| Exercise details |
State how many lines of the listing below contain the string "query", and give only that number.

[Items drawn from a data source]

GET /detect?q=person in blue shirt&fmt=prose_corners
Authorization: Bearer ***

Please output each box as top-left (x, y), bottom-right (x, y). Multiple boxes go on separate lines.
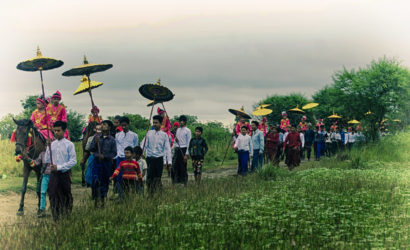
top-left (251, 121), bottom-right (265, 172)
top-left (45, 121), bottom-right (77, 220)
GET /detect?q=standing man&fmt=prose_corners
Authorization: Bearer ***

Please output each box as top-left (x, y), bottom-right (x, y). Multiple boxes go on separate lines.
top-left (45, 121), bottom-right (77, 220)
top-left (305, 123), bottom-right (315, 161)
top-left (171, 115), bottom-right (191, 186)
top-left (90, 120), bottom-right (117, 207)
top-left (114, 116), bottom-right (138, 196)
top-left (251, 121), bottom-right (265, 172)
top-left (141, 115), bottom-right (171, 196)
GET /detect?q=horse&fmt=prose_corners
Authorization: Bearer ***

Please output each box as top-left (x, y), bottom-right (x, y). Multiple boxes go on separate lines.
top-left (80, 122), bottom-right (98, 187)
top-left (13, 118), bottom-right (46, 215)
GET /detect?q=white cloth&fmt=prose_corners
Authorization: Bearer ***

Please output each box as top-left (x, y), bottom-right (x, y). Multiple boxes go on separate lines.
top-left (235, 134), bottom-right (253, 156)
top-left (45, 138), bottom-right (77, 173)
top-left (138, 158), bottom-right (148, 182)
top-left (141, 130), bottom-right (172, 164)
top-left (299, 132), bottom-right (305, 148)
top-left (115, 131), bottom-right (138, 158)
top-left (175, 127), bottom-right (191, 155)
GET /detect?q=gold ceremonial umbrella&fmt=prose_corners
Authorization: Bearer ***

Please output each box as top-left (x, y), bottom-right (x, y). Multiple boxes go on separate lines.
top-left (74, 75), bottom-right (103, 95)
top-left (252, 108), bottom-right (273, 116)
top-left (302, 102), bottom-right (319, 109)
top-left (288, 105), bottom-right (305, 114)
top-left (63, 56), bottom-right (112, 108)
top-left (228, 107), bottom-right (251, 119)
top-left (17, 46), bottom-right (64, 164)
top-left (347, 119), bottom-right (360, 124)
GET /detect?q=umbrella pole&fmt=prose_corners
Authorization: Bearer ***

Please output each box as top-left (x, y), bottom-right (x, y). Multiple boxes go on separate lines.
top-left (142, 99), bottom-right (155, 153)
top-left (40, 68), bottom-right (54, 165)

...

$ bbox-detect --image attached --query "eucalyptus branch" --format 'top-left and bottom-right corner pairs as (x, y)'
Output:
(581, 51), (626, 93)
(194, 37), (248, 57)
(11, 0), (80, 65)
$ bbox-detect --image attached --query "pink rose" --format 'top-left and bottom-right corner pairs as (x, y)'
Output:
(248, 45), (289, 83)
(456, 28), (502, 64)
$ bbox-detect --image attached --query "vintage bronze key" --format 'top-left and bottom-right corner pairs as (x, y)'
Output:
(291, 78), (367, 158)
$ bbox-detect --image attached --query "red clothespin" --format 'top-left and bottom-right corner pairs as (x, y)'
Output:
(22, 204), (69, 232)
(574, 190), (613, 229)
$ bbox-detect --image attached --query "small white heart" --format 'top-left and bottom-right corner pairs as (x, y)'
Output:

| The completed task |
5